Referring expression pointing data
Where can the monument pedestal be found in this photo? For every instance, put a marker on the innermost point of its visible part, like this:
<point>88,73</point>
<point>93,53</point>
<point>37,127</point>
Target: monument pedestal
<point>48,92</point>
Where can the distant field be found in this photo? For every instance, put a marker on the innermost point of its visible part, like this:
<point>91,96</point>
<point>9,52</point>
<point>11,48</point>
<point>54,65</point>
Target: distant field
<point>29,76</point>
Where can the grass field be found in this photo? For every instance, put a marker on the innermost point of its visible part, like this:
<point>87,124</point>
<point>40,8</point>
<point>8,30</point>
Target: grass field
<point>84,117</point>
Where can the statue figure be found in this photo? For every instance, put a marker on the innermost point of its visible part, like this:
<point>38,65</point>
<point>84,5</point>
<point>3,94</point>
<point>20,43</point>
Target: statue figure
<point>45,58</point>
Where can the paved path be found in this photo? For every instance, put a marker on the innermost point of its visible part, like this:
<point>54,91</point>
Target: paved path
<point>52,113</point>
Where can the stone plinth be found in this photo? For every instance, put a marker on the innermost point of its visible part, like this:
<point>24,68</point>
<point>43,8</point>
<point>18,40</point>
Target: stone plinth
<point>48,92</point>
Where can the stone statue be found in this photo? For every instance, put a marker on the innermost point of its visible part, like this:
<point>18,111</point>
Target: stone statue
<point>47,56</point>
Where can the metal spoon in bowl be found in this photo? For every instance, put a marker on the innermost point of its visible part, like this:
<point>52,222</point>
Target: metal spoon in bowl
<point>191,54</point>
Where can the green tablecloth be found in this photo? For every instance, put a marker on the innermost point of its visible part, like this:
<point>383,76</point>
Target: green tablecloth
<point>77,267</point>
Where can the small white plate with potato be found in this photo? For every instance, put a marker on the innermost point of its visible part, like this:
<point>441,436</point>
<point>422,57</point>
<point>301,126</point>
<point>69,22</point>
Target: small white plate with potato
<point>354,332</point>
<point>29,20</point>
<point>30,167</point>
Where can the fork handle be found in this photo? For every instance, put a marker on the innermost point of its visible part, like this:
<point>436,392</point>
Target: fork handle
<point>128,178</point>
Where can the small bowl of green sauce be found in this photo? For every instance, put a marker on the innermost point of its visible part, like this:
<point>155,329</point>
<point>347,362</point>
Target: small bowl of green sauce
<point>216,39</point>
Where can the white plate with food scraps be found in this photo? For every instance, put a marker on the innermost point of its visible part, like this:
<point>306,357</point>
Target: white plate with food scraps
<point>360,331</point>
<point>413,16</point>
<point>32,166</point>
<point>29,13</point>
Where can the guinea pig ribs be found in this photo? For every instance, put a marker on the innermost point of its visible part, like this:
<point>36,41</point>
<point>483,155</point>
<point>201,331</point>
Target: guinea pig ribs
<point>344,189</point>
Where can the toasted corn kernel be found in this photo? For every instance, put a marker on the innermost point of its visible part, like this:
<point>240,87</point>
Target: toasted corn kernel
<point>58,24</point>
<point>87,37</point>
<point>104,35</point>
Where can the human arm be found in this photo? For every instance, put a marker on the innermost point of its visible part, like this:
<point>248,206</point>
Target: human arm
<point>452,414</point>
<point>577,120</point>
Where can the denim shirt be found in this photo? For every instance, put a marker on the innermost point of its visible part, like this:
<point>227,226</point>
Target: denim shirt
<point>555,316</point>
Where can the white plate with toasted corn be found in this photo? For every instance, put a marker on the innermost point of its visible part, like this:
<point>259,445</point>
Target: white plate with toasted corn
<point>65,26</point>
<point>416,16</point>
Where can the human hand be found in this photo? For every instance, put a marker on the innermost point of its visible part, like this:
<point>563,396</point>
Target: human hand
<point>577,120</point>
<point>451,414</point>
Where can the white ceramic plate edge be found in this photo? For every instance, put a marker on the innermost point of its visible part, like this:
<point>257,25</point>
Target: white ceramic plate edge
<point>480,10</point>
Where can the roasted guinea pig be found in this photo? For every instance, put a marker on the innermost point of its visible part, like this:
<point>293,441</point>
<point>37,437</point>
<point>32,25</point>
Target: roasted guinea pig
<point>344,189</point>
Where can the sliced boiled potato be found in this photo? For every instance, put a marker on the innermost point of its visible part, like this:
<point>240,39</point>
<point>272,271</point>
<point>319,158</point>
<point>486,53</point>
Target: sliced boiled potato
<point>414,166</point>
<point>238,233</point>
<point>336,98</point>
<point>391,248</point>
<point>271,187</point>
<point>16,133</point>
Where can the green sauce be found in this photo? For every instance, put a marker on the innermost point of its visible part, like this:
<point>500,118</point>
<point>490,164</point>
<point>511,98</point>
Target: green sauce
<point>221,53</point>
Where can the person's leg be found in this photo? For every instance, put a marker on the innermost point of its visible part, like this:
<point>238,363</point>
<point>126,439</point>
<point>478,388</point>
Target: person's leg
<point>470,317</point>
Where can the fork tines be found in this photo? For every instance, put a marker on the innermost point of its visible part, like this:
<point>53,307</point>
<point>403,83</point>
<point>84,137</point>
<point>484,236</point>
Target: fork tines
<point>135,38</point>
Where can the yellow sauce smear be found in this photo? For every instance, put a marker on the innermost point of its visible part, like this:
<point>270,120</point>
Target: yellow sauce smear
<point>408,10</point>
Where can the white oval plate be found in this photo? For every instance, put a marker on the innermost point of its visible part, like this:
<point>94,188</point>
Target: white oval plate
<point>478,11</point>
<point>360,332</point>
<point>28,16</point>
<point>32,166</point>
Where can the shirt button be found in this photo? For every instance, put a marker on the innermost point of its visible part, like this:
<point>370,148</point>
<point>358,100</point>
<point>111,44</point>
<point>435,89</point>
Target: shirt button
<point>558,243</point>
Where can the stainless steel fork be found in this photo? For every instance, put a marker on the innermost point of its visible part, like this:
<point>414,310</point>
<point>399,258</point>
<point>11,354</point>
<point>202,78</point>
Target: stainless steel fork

==

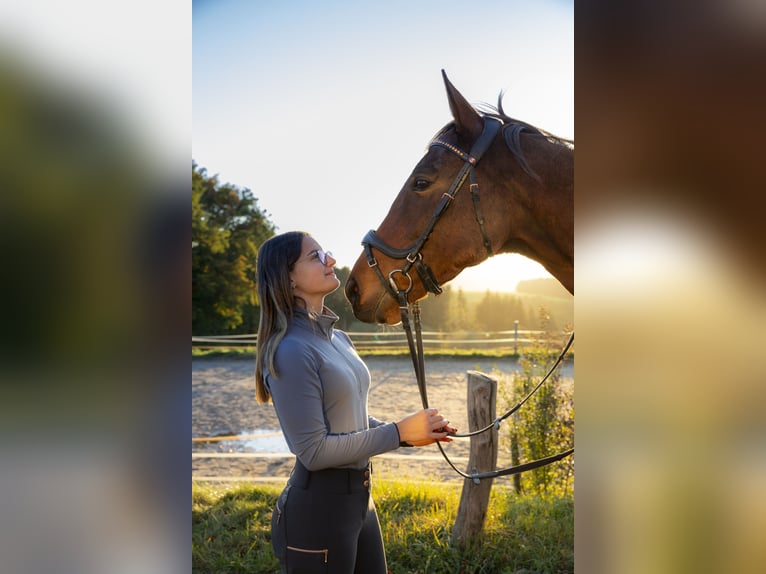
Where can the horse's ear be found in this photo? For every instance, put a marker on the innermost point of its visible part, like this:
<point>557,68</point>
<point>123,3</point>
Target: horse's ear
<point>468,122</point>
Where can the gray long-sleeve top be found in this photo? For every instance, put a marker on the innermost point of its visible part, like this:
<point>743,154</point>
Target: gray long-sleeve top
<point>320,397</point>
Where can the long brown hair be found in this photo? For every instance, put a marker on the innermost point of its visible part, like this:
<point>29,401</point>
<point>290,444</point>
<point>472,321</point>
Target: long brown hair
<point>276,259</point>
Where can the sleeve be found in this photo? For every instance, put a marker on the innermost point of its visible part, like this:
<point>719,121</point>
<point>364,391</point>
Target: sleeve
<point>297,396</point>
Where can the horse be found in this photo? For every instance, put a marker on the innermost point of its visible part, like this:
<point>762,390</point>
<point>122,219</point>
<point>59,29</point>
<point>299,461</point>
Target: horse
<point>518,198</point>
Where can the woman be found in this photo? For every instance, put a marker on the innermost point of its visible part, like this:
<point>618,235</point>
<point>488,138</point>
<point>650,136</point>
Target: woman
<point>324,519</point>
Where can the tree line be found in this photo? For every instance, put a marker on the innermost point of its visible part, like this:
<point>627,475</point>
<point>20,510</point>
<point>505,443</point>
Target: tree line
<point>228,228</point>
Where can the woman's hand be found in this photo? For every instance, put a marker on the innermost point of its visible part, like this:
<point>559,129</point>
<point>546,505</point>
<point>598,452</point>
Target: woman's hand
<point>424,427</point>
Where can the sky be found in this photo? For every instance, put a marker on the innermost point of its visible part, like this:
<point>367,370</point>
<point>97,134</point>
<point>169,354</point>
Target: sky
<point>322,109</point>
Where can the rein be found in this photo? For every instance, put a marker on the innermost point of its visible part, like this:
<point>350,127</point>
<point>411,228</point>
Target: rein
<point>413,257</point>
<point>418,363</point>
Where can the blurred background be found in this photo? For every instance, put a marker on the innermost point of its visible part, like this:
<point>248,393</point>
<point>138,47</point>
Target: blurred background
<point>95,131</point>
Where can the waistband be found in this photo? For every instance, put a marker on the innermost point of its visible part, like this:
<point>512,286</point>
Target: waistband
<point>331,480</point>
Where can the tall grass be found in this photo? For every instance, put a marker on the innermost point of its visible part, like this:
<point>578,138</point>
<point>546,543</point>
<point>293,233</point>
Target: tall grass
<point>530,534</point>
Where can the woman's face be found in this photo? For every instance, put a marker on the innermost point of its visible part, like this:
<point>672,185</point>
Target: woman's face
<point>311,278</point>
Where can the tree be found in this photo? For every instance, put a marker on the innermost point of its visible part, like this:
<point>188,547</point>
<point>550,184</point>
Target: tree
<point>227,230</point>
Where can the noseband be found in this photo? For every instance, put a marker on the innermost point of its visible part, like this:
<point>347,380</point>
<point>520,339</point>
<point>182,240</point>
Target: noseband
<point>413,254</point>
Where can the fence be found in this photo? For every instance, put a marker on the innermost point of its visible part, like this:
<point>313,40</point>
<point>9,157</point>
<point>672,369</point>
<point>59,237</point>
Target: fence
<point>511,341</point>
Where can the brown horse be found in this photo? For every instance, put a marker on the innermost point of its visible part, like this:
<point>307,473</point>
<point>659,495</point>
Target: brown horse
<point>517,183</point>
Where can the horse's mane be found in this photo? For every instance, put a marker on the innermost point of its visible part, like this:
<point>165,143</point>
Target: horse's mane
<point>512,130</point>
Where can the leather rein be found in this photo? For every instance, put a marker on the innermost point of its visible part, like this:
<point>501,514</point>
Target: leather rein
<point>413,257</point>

*ACTION ITEM:* A line qualifies when it holds the word "steel"; report all qualifying lines from the records above.

*RESPONSE FOR THIS EXERCISE:*
Where can the stainless steel fork be found in this photo? For every instance, put a marker on the innermost point of its visible part, like this:
Target: stainless steel fork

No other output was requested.